Tâches à réaliser
[a] Restituez le passage de l'extrait sur l'alimentation qui va de "Jan Chozen Bays" jusqu'à "derrière notre comportement alimentaire." inclus.
[b] D'après l'extrait sur l'alimentation, expliquez comment le cerveau est informé de nos besoins à court terme.

Extrait choisi

--

Happinez : De nos jours, quel est notre rapport à l’alimentation ?  

Alexandra Palao : Aujourd’hui, nous sommes tous devenus des experts en nutrition. Manger sain est une course quotidienne à la performance. Limiter les aliments jugés néfastes. Contrôler son poids. Maigrir ou rester mince. À l’approche de l’été, il faut se préparer au Summer body. Quand certains réussissent, d’autres échouent. Et la plupart dépensent une énergie psychologique considérable à planifier, anticiper la composition de leurs repas. Et si le plaisir est mis en avant dans les campagnes d’informations institutionnelles, les aliments sucrés, gras, apparaissent dans la catégorie “à consommer avec modération”. Ce qui sous-entend le risque d’une consommation excessive. Cultiver un rapport à l’alimentation source de charge mentale, de restrictions, est-ce vraiment notre seule option ?

« Une alimentation qui se fonde sur les pensées de l’esprit est généralement fondée sur l’inquiétude. »
Jan Chozen Bays

Le corps est une “machine” infiniment complexe et intelligente. Depuis notre naissance, à travers les signaux qu’il nous adresse, il nous donne de précieuses informations sur nos besoins, nos motivations et les choix à mettre en place pour les satisfaire. Des mécanismes neurobiologiques œuvrent pour défendre notre poids d’équilibre. Des messages hormonaux et nerveux en provenance du tube digestif, de l’estomac informent le cerveau sur nos besoins à court terme et régulent la prise alimentaire. Des signaux d’adiposité régulent sur le long terme notre comportement alimentaire. C’est là une vision simplifiée qui donne une idée de la “technologie de pointe” qu’il y a derrière notre comportement alimentaire.

--

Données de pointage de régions
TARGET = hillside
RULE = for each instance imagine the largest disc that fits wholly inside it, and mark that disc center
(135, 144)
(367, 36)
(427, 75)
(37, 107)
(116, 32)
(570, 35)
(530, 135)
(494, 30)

--

Résultats de l'exercice
[a]
Jan Chozen Bays

Le corps est une “machine” infiniment complexe et intelligente. Depuis notre naissance, à travers les signaux qu’il nous adresse, il nous donne de précieuses informations sur nos besoins, nos motivations et les choix à mettre en place pour les satisfaire. Des mécanismes neurobiologiques œuvrent pour défendre notre poids d’équilibre. Des messages hormonaux et nerveux en provenance du tube digestif, de l’estomac informent le cerveau sur nos besoins à court terme et régulent la prise alimentaire. Des signaux d’adiposité régulent sur le long terme notre comportement alimentaire. C’est là une vision simplifiée qui donne une idée de la “technologie de pointe” qu’il y a derrière notre comportement alimentaire.

[b] Le cerveau est informé de nos besoins à court terme par des messages hormonaux et nerveux qui proviennent du tube digestif et de l'estomac. Ces messages régulent également la prise alimentaire.